[DATASET — start]

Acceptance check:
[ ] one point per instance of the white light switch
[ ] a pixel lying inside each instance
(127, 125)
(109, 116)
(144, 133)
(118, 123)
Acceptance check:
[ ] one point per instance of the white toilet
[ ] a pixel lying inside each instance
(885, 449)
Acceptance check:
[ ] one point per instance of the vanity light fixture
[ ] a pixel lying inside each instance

[DATASET — finish]
[DATASET — start]

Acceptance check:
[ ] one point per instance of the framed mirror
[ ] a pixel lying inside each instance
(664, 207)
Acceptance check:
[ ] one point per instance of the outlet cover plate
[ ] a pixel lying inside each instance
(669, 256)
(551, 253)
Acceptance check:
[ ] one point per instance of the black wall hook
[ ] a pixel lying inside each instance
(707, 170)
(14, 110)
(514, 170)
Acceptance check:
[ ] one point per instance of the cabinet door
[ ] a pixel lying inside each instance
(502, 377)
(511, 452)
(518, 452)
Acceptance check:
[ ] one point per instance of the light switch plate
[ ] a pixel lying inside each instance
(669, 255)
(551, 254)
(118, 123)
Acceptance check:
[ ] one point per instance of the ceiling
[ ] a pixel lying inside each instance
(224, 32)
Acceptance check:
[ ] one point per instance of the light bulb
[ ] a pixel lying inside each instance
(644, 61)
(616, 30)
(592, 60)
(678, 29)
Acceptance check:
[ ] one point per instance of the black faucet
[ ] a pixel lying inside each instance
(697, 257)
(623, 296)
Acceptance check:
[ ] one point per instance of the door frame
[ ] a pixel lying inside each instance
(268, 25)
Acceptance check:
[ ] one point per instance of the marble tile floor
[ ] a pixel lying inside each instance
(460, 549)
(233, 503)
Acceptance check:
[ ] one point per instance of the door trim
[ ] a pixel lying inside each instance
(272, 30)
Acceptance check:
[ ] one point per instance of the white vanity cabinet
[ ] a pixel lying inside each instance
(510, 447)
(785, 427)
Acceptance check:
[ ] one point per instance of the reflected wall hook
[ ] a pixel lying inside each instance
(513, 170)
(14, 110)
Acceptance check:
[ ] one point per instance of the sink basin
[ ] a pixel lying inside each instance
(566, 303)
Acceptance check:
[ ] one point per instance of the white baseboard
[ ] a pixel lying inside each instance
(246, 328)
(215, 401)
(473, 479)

[DATASET — finish]
[DATASET — start]

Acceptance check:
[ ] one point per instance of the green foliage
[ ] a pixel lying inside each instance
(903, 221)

[DATASET — finish]

**WHAT THIS TASK INVOLVES:**
Review the material and copy each line in which the word "white" appears.

**RESULT FOR THIS EXERCISE:**
[ ] one point per instance of the white light switch
[ ] one point per instance of the white toilet
[ ] one point per instance of the white vanity cabinet
[ ] one point per instance of the white baseboard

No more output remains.